_Aim_
Gather every line in the listing below that contains the word "railing".

_Provided data_
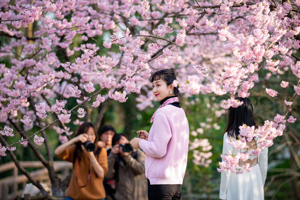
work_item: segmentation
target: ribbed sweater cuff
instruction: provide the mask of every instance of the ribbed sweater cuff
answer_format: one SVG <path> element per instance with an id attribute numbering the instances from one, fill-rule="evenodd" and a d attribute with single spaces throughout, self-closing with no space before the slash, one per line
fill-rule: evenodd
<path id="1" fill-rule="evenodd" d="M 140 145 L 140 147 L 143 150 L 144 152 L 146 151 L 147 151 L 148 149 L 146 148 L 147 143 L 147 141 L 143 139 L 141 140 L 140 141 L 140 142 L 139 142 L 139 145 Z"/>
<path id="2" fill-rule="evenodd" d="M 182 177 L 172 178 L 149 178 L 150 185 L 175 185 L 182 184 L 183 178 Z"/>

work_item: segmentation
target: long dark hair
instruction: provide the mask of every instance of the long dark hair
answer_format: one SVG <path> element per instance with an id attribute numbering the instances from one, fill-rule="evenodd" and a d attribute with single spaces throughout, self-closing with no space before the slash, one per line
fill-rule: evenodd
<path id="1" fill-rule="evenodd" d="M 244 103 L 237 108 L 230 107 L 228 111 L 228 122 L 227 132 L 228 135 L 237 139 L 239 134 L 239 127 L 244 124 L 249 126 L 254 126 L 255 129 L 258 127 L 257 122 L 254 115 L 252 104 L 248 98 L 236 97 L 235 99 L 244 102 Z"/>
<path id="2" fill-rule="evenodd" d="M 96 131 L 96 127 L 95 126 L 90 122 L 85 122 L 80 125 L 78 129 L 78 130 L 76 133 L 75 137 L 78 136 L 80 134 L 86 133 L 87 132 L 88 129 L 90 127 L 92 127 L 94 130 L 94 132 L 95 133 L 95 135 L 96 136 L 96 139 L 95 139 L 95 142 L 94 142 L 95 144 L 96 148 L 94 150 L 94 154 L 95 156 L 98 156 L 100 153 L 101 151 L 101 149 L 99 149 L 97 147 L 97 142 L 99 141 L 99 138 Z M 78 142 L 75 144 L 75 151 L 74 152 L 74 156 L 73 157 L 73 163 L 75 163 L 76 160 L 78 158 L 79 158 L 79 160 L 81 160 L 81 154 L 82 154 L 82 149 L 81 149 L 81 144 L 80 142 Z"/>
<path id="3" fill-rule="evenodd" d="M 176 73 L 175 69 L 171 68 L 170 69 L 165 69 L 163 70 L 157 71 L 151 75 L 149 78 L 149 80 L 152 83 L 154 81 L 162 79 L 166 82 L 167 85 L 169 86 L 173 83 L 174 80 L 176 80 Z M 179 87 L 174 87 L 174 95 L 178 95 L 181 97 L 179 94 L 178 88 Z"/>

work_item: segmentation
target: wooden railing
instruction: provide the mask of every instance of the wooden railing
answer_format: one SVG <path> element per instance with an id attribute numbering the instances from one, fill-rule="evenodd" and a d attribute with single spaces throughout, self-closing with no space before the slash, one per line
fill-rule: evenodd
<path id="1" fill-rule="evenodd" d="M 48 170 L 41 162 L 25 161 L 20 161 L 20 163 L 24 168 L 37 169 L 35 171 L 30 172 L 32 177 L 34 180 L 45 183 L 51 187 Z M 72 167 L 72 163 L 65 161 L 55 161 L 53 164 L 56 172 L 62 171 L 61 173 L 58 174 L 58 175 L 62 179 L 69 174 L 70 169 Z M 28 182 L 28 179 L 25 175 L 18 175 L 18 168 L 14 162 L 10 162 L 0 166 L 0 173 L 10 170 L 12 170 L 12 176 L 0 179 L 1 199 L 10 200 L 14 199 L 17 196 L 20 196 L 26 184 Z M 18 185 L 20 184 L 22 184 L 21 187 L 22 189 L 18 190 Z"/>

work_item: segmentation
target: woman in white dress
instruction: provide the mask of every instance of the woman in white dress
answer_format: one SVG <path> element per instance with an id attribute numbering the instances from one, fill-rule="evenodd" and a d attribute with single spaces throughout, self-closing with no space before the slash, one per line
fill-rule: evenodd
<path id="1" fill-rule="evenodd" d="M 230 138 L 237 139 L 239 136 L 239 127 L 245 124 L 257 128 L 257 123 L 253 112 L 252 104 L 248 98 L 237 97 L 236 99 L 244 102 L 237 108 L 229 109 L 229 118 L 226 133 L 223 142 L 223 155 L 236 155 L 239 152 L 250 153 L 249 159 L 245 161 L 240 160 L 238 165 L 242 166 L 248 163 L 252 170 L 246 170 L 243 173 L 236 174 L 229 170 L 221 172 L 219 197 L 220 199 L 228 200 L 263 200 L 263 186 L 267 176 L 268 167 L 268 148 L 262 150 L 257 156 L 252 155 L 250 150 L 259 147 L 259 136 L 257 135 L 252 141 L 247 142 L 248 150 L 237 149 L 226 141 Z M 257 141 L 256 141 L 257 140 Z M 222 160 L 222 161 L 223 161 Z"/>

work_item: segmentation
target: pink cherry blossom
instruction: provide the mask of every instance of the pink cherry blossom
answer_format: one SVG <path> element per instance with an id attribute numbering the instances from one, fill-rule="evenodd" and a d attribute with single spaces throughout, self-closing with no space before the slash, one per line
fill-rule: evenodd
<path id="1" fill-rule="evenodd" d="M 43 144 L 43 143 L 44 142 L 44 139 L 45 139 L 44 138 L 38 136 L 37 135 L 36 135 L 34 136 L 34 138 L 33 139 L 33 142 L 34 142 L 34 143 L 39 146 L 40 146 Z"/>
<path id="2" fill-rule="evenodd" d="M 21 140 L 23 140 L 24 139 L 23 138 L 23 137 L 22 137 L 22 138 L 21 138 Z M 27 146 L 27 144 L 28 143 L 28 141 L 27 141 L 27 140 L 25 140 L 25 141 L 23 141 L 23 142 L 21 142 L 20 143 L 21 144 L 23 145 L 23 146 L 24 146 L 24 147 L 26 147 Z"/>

_Answer below_
target: wooden railing
instruction: provide the mask of every instance of the wooden railing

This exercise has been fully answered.